* [Actions requises]:
A) Recopiez dans les enregistrements tout ce qui va de la ligne contenant « of the pale » jusqu'à la ligne contenant « left=186, top=75, right=200, bottom=95 », ces deux lignes incluses et les demandes comprises. Décalez de -125 chaque coordonnée des réponses, sans toucher à celles des demandes ni des modèles de format.
B) Poursuivez le texte sur Peter Handke au Kosovo à partir de l'endroit où il s'arrête.

* [Bloc de texte]:
________
Au Kosovo, sur les pas de Peter Handke

Partagez sur :

Au début du mois de janvier 2020, une délégation d’élus et de journalistes français s’est rendue au Kosovo pour fêter Noël orthodoxe. Un périple qui les mena, de Kosovska Mitrovica à Velika Hoca, sur les traces de l’écrivain autrichien Peter Handke, soutien des Serbes du Kosovo depuis 1996, nobélisé le 10 décembre 2019 et interdit de séjour au Kosovo-Métochie le lendemain, 11 décembre 2019.

Cette interdiction de séjour est arrivée en représailles suite à l’attribution, la veille, du prix Nobel de littérature à l’écrivain autrichien. Ces lauriers ont entraîné la démission de deux jurés du prix. Qu’un intellectuel ait ouvertement soutenu le peuple serbe dans les tourments qui ont suivi l’éclatement de la Yougoslavie est toujours cause de scandale aux yeux de beaucoup de bien-pensants. Quelle meilleure preuve de la complexité de la situation dans les Balkans, vingt ans après l’intervention militaire de l’OTAN contre la Serbie ?

Au début du mois de janvier 2020, une délégation d’élus et de journaliste français s’est rendue au Kosovo sur les pas de Peter Handke, notamment dans la ville de Kosovska Mitrovica et dans le petit village de Velika Hoca. Il convenait ainsi de répondre en partie à la provocation qu’avait livré l’écrivain dès 1996 : « Et ce qui est durable pour moi surtout, c’est avant tout ceci : personne ne connaît la Serbie ». C’est en effet les 5 et 13 janvier 1996 que la parution d’un texte courageux intitulé Justice pour la Serbie (1) dans le quotidien bavarois Süddeutsche Zeitung ouvrait une polémique qui coure toujours un quart de siècle après. On ne se fait jamais pardonner d’apprécier les Serbes et d’aimer la Serbie. Il s’agit même d’un crime imprescriptible.
________
* [Informations affichées]:
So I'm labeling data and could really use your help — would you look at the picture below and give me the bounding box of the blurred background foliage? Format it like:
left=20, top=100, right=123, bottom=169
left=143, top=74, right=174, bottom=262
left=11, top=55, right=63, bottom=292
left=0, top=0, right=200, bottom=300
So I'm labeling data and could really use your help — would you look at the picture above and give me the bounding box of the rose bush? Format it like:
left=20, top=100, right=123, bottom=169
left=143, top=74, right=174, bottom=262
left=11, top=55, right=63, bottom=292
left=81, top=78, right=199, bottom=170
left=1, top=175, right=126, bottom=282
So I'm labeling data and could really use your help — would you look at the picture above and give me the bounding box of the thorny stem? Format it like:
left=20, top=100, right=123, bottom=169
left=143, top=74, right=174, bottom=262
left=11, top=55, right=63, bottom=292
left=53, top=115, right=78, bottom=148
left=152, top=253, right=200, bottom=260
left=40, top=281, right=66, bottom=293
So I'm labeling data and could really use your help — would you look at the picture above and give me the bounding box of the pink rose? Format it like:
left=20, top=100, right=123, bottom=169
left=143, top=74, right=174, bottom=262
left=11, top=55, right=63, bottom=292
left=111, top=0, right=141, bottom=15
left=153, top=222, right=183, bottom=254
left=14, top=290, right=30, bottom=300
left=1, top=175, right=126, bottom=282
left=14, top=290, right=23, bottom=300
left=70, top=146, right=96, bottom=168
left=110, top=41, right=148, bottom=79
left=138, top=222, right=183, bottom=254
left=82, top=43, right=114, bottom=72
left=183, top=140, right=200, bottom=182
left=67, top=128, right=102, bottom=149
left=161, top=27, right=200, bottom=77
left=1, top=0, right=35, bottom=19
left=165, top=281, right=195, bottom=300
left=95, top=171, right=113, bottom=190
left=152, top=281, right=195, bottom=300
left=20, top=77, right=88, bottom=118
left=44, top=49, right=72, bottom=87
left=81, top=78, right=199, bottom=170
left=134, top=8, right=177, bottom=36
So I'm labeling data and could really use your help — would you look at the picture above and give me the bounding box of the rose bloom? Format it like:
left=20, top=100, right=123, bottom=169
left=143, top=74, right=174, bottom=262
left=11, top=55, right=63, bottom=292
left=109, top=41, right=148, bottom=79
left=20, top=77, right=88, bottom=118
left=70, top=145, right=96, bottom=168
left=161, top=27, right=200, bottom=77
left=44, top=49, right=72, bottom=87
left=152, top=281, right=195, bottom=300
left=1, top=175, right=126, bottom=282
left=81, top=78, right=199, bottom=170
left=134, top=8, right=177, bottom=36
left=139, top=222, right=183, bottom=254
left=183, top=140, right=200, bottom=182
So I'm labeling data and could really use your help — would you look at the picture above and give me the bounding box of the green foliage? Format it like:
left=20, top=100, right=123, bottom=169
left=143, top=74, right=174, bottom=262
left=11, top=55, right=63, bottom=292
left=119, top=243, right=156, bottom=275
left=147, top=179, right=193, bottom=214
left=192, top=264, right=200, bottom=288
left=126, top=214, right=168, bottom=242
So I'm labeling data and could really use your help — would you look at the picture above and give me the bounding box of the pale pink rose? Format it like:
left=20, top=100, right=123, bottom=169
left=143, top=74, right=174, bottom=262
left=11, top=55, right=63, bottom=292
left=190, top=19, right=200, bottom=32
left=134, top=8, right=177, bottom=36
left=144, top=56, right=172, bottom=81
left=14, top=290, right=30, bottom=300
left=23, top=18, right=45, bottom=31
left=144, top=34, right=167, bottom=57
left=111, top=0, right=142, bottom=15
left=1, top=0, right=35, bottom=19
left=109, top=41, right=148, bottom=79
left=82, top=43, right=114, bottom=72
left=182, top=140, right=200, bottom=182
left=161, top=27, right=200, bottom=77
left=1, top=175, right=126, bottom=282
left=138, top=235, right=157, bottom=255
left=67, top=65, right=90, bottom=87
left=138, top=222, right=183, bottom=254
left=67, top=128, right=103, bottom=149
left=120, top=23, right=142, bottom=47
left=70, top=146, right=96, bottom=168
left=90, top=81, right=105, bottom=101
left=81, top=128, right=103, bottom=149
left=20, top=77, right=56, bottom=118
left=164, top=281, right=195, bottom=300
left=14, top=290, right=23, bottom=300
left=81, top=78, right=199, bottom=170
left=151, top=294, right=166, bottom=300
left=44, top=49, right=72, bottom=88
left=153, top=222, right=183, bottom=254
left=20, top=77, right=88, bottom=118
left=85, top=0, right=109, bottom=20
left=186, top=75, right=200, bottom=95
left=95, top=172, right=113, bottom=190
________
* [Réponses aux consignes]:
A)
So I'm labeling data and could really use your help — would you look at the picture above and give me the bounding box of the pale pink rose? Format it like:
left=20, top=100, right=123, bottom=169
left=143, top=74, right=174, bottom=262
left=11, top=55, right=63, bottom=292
left=65, top=-106, right=75, bottom=-93
left=9, top=-117, right=52, bottom=-89
left=19, top=-69, right=47, bottom=-44
left=-111, top=165, right=-95, bottom=175
left=-102, top=-107, right=-80, bottom=-94
left=19, top=-91, right=42, bottom=-68
left=-14, top=-125, right=17, bottom=-110
left=-124, top=-125, right=-90, bottom=-106
left=-16, top=-84, right=23, bottom=-46
left=-43, top=-82, right=-11, bottom=-53
left=57, top=15, right=75, bottom=57
left=36, top=-98, right=75, bottom=-48
left=-124, top=50, right=1, bottom=157
left=13, top=110, right=32, bottom=130
left=-58, top=-60, right=-35, bottom=-38
left=13, top=97, right=58, bottom=129
left=-58, top=3, right=-22, bottom=24
left=-5, top=-102, right=17, bottom=-78
left=-55, top=21, right=-29, bottom=43
left=-35, top=-44, right=-20, bottom=-24
left=-44, top=3, right=-22, bottom=24
left=-105, top=-48, right=-69, bottom=-7
left=39, top=156, right=70, bottom=175
left=-111, top=165, right=-102, bottom=175
left=-44, top=-47, right=74, bottom=45
left=26, top=169, right=41, bottom=175
left=-81, top=-76, right=-53, bottom=-37
left=28, top=97, right=58, bottom=129
left=-105, top=-48, right=-37, bottom=-7
left=-40, top=-125, right=-16, bottom=-105
left=61, top=-50, right=75, bottom=-30

B)
Dans les rues de Velika Hoca, Kosovo, une affiche en l’honneur de Peter Handke : « Bravo à notre Nobel » y est écrit en trois langues, serbes, italien et anglais.

Les Coucous de Velika Hoca(2), écrit en 2008 par Peter Handke après un séjour dans la région du Kosovo, n’est pas son texte le plus connu. Mais c’est probablement l’un de ceux qui dérangent le plus ses contempteurs. Voilà un texte qui n’est pas un essai polémique, mais bien un exercice contemplatif vis-à-vis de la situation des enclaves serbes du Kosovo. Peter Handke l’a rédigé l’année même où cette province décrétait unilatéralement, avec le soutien des Etats-Unis et de la quasi-totalité des pays de l’Union européenne (excepté la Grèce, l’Espagne, la Roumanie et Chypre), son indépendance. L’écrivain s’y fait, tel Hésiode, le témoin des travaux et des jours des Serbes demeurés au Kosovo après la guerre de 1999 et l’épuration ethnique pratiquée par les Albanais qui culmina dans l’horreur en 2004. On ne trouvera nulle animosité dans ses propos mais simplement le regret d’un immense gâchis et la certitude du droit des Serbes à vivre sans discrimination quotidienne sur la terre de leurs ancêtres.

Sur le célèbre pont de Mitrovica, les Carabiniers montent la garde

L’hôtel « tout en coins et en recoins » où dormit Peter Handke dans la ville universitaire de Kosovska Mitrovica au mois de mai 2008, nous y avons séjourné la nuit du Noël orthodoxe après un dîner de poisson frugal imposé par le jeûne religieux en vigueur ce jour-là. Le décor du restaurant de l’établissement, aux allures de faux chalet, avait peu changé après une décennie. Accrochée près de la cheminée, nous devions découvrir une photo datant de la Première guerre mondiale figurant des officiers français et serbes nous attendait, comme un rappel des sources de l’amitié entre nos deux pays littéralement née dans les tranchées des Balkans. Ici, le maréchal Franchet d’Espèrey, entré triomphalement dans Belgrade le 1er novembre 1918 reste un héros familier, comme peut l’être le général Berthelot à Bucarest.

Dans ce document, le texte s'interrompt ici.